%%

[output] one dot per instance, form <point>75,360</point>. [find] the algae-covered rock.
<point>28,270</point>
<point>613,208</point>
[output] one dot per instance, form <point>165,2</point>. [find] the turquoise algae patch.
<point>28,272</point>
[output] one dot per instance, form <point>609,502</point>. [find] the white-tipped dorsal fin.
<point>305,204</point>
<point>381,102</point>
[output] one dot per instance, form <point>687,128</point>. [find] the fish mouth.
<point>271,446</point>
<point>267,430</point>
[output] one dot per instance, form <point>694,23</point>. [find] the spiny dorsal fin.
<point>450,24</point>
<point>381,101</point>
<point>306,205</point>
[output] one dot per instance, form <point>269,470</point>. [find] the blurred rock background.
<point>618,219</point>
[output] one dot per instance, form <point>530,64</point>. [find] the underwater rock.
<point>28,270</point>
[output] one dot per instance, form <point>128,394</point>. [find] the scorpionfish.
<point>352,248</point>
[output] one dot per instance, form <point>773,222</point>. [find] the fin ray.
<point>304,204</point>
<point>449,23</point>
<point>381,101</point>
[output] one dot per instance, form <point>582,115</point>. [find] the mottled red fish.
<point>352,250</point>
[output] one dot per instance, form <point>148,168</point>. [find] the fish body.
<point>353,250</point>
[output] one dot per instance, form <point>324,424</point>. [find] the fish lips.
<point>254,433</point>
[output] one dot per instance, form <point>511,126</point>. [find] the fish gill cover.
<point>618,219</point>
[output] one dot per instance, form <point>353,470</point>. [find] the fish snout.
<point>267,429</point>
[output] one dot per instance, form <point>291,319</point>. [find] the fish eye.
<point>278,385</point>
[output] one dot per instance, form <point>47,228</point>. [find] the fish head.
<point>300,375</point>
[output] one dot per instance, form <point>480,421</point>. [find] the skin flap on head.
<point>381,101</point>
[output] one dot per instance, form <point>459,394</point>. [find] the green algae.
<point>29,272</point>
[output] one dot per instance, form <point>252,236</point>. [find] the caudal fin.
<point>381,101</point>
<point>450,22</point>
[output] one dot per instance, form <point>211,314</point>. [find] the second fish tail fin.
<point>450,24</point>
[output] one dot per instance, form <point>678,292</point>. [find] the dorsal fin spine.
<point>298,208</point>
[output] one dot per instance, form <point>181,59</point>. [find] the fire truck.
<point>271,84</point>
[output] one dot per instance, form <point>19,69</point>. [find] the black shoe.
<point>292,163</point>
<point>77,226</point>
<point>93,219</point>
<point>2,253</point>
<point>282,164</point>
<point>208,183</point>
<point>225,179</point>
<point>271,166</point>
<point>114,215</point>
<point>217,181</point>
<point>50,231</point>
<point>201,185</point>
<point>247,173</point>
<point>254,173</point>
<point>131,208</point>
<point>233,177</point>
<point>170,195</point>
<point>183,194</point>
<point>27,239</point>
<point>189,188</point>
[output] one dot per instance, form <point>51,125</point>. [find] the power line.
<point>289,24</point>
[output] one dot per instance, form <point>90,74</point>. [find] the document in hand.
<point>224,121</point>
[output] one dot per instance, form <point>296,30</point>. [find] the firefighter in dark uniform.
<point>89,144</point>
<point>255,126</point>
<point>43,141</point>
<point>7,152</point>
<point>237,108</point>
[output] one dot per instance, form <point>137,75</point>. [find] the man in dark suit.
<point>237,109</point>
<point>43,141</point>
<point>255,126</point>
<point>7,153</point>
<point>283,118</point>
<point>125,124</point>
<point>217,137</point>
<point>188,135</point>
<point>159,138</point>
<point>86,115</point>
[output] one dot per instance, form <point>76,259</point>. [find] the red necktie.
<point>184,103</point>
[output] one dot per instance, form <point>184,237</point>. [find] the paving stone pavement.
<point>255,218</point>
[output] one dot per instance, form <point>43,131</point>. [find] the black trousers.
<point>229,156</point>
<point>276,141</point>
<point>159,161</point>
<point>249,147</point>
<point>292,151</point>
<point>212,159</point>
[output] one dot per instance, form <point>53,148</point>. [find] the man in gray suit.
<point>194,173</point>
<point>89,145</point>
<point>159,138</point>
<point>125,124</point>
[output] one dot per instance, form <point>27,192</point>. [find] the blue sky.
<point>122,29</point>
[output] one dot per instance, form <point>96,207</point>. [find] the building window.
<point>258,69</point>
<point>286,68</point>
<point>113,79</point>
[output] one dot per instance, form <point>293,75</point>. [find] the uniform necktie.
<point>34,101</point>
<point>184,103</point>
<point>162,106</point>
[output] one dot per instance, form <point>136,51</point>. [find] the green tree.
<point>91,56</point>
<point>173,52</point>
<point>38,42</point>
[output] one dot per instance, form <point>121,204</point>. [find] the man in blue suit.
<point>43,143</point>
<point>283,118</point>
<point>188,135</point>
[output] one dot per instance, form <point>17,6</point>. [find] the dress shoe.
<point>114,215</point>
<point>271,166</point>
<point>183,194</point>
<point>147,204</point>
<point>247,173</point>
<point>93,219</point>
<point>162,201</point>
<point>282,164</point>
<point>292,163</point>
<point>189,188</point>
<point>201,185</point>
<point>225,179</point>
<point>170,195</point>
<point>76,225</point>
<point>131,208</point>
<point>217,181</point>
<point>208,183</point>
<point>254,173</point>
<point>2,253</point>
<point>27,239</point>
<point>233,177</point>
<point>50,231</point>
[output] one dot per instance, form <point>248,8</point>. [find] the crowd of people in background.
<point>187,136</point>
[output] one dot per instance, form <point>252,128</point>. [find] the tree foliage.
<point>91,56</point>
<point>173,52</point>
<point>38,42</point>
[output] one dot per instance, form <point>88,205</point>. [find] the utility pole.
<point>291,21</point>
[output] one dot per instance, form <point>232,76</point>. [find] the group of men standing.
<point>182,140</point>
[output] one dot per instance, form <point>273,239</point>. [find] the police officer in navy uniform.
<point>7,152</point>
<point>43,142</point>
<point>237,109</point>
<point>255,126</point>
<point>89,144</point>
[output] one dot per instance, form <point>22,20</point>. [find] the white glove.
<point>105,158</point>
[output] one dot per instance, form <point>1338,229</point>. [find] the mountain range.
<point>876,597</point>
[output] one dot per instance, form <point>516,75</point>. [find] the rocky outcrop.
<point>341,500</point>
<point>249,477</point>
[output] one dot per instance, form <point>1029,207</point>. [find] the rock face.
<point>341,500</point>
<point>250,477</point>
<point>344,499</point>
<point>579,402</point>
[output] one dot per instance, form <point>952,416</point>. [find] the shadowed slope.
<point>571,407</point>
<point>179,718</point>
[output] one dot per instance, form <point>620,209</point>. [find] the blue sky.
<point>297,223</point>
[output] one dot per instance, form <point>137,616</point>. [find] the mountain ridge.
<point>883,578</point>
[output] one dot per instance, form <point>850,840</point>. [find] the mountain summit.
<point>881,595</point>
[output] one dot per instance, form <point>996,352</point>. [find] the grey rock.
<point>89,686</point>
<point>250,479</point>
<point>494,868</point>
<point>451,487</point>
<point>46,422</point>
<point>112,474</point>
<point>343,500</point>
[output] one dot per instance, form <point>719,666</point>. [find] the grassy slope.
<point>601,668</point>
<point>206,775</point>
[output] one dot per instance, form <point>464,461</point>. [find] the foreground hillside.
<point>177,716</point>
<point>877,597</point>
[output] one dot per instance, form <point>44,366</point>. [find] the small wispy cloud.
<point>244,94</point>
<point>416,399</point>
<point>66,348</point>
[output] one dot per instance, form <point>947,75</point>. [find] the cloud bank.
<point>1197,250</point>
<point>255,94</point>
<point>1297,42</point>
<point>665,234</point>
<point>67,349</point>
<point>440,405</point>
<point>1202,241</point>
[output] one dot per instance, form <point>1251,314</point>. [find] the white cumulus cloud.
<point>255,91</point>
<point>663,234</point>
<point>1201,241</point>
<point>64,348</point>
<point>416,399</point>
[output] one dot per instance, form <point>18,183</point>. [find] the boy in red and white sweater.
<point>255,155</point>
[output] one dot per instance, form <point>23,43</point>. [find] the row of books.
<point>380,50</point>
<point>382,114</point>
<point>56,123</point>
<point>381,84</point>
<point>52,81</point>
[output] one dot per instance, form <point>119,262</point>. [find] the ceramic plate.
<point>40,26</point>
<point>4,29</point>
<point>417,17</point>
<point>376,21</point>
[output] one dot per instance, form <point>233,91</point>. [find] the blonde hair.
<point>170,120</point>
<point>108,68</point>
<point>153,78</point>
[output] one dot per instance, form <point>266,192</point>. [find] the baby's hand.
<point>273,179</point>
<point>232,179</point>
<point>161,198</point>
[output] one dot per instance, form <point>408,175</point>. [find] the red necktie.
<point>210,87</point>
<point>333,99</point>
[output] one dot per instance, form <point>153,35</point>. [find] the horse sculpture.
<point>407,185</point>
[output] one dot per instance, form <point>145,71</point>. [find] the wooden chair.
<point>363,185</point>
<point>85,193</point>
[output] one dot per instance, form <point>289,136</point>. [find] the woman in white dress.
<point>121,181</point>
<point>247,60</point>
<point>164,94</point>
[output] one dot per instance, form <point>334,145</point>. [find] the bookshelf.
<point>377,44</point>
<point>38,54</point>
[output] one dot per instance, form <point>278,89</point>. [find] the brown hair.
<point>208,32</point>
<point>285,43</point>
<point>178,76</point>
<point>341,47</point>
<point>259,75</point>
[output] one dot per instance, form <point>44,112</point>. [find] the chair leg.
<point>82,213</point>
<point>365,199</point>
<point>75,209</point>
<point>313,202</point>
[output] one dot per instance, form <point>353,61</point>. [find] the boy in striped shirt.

%%

Goal:
Give back exactly the lines from the one containing "[output] one dot per instance, form <point>153,35</point>." to the end of the material, both ends included.

Worked solution:
[output] one dot per instance, form <point>153,35</point>. [find] the horse sculpture.
<point>407,185</point>
[output] one dot per instance, form <point>145,71</point>. [find] the wooden chair.
<point>363,185</point>
<point>85,193</point>
[output] one dot per instance, form <point>289,136</point>. [find] the woman in white dress.
<point>121,181</point>
<point>247,60</point>
<point>164,94</point>
[output] one dot per instance, form <point>334,145</point>. [find] the bookshelf.
<point>377,44</point>
<point>38,54</point>
[output] one dot per instance, form <point>278,89</point>. [find] the brown hair.
<point>208,32</point>
<point>285,43</point>
<point>178,76</point>
<point>341,47</point>
<point>259,75</point>
[output] one dot per instance, form <point>44,112</point>. [find] the chair leg.
<point>82,213</point>
<point>365,199</point>
<point>75,209</point>
<point>313,202</point>
[output] one dot per instance, form <point>353,61</point>. [find] the boy in striped shirt.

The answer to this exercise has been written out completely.